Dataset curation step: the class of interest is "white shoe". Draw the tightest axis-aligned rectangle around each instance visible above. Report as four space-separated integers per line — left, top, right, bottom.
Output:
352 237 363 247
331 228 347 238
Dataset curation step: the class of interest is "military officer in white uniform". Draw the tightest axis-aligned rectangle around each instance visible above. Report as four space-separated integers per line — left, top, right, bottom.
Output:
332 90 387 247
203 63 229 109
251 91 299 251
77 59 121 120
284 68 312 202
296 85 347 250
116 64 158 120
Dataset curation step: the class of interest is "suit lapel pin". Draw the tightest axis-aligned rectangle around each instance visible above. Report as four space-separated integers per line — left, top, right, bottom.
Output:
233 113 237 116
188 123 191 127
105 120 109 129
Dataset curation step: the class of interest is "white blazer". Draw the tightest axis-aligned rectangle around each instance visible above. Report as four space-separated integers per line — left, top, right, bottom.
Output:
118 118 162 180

§ **Task to complete**
Transcribe all of the data, keeping every line identical.

§ **Reply**
Dataset curation step: the class of interest is "white shoe". Draw the tightest axis-aligned rectangle around each instance visible above. Report as four space-separated integers per line — left, top, right, bottom.
Output:
352 237 363 247
331 228 347 238
Dataset curation step: the class of interest is "military officer in white uniform". Draw the tightest axis-aligned rectangle around each instance visible above. Report as four space-separated integers per line — left, top, right, bottom.
Output:
332 90 387 247
203 63 229 109
251 91 299 251
77 59 121 120
284 68 312 202
296 85 347 250
116 64 158 120
Dataset curation step: the class of interest is "suit lapel pin". Draw the tightest axis-aligned rectangle around each instance visible above. Report as four space-separated integers per line — left, top, right, bottom.
Output:
233 113 237 116
188 123 191 127
105 120 109 129
Dataset curation step: the class of interest is "white blazer". Draw the tightest axis-aligned rectangle around each instance visible above. Report as four space-separated integers per line — left, top, right, bottom.
Output:
118 118 162 180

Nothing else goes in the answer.